Stated exercise A:
In the records, change "segmentation" to "mask" from the line with "Target: wood plank floor" up to and including the end of the records. Give only those lines back, with everything else left as it is.

Text to read:

● ● ● ●

Second and Third Counts

William Milo Barnum claims that the Second and Third Count of the plaintiffs' revised complaint should be stricken because the provisions of General Statutes §§ 47-117 and 47-118 et seq. do not apply to architectural/design professionals. Specifically, William Milo Barnum claims that it does not fall under the definition of "vendor" in General Statutes § 47-116. "Vendor" is defined as "any person engaged in the business of erecting or creating an improvement on real estate . . ." General Statutes § 47-116. The court disagrees that architectural/design professionals cannot be considered a "vendor" under said statute. The plaintiffs' revised complaint alleges that the scope of the CT Page 8782 plaintiffs' contract with William Milo Barnum went far beyond just the design of the new residence. The revised complaint alleges that the duties assumed by William Milo Barnum under said contract included supervision of the construction "for the purpose of assuring the progress and quality of" said construction. The plaintiffs' allegations in the revised complaint are legally sufficient to sustain a claim that William Milo Barnum was a "vendor" under General Statutes §§ 47-116 etseq.

Sixth Count

William Milo Barnum in its motion to strike argues that paragraphs 40, 41 and 43 of the Sixth Count should be stricken." [A] motion to strike a single paragraph is improper when the paragraph does not purport to state a separate cause of action."Edelwich v. 33 Sumner Associates, Superior Court, judicial district of Hartford/New Britain at Hartford, Docket NO. CV93 0527767 (May 19, 1994) (Hennessey, J.). Paragraphs 40, 41 and 43 do not purport to state a separate cause of action.

● ● ● ●

Stated exercise B:
List every General Statutes section number cited in the ruling on the motion to strike.

● ● ● ●

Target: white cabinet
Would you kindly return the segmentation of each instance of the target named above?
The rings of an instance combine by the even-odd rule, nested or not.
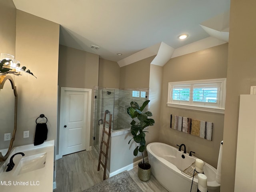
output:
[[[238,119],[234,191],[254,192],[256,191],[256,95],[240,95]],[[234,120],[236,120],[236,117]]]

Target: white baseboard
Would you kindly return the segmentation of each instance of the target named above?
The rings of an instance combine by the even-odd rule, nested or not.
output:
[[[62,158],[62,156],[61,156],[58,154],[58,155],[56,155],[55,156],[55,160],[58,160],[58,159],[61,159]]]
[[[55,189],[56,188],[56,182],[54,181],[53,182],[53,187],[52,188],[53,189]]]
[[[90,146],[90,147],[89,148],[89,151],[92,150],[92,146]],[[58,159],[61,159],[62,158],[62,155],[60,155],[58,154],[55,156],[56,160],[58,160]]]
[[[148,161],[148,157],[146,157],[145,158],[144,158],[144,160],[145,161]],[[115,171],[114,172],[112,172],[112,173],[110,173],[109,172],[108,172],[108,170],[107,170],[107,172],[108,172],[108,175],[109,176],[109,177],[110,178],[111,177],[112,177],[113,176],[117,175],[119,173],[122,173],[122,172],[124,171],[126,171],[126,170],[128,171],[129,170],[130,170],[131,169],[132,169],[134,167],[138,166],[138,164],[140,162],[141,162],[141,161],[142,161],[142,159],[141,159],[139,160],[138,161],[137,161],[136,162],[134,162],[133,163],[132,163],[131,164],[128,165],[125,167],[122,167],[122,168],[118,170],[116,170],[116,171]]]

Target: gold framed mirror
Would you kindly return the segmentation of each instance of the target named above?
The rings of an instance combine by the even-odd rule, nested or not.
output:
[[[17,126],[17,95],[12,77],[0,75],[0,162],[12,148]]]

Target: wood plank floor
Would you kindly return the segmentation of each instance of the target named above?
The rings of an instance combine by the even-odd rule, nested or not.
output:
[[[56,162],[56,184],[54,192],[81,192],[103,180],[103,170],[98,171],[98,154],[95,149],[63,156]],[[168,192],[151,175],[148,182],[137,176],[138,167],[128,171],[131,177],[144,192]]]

● ● ● ●

Complete output A:
Target: wood plank floor
Would you kindly return the mask of each instance of the target named above?
The rings of an instance combine by the even-odd rule, nested or not.
output:
[[[56,162],[56,184],[54,192],[81,192],[103,180],[103,170],[98,171],[98,154],[95,149],[63,156]],[[168,192],[151,175],[148,182],[137,176],[138,167],[128,171],[131,177],[144,192]]]

Complete output B:
- § 47-116
- § 47-117
- § 47-118